[Pointing dataset records]
--- BEGIN ---

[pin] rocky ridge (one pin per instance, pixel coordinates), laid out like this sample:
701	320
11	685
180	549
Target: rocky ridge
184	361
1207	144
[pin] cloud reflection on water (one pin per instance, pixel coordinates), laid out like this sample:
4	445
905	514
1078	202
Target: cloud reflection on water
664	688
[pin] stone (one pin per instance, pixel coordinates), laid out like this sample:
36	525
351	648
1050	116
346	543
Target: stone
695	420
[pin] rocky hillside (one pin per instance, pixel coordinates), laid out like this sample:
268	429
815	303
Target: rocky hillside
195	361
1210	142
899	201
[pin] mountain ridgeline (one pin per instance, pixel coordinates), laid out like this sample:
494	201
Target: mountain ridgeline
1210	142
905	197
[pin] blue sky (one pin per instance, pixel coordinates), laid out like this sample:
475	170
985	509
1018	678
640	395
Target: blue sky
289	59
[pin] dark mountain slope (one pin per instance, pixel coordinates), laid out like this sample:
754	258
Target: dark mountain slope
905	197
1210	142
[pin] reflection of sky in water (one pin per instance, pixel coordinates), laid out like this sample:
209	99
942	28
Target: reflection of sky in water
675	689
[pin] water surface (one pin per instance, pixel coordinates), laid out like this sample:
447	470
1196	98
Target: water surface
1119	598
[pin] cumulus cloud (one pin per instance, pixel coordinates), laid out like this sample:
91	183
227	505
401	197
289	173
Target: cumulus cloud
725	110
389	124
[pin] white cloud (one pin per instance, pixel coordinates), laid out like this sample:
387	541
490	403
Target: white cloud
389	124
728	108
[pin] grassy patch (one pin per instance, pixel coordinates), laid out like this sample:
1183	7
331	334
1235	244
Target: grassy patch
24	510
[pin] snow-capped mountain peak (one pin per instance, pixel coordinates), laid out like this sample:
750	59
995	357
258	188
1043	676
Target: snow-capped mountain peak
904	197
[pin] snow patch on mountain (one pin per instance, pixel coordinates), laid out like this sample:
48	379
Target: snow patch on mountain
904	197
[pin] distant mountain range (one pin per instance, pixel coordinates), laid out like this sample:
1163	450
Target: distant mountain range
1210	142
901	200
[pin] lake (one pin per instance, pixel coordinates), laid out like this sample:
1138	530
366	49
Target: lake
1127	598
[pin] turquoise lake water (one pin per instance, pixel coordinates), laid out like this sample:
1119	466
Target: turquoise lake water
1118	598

--- END ---
--- BEGIN ---

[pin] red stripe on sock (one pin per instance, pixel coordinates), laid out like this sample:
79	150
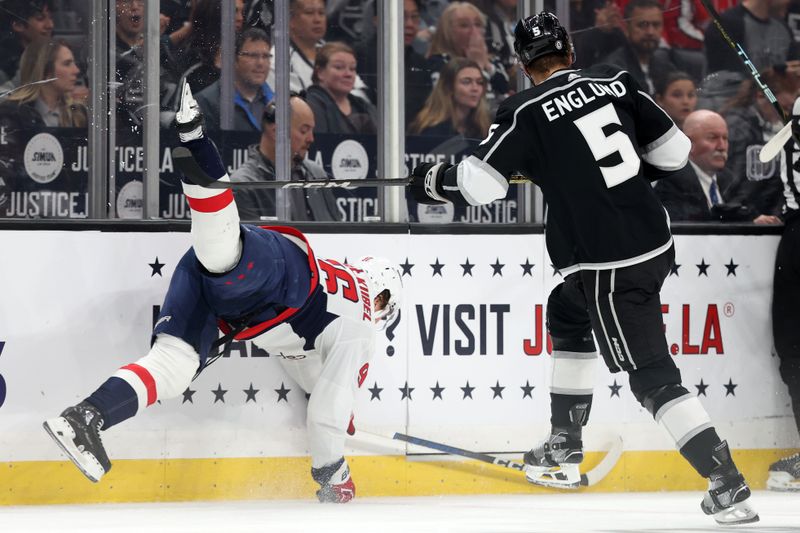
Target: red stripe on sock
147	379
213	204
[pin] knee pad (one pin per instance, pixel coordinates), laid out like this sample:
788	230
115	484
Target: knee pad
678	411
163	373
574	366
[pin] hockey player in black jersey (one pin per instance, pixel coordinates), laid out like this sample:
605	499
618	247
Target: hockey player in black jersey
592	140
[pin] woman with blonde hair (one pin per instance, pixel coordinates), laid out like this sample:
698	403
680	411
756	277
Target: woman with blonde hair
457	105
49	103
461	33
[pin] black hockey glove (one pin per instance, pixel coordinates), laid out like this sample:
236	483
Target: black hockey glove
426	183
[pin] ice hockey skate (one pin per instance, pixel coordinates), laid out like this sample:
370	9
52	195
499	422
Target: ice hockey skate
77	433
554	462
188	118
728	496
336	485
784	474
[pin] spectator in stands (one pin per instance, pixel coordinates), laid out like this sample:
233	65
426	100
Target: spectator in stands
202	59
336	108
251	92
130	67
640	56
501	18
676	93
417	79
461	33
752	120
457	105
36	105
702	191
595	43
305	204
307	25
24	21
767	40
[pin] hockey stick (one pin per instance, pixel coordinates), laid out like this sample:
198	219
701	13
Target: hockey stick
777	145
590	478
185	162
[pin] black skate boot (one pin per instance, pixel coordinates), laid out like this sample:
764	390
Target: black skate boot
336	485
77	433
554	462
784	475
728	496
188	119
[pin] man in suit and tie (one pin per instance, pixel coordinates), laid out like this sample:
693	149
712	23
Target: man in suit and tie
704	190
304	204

--- END ---

_What to do_: Pick out every line in the data above that contains the string "slope", and copy each one.

_Exercise output_:
[pin] dark mountain slope (one pin per instance, pixel coordinates), laid out like this sample:
Target: dark mountain slope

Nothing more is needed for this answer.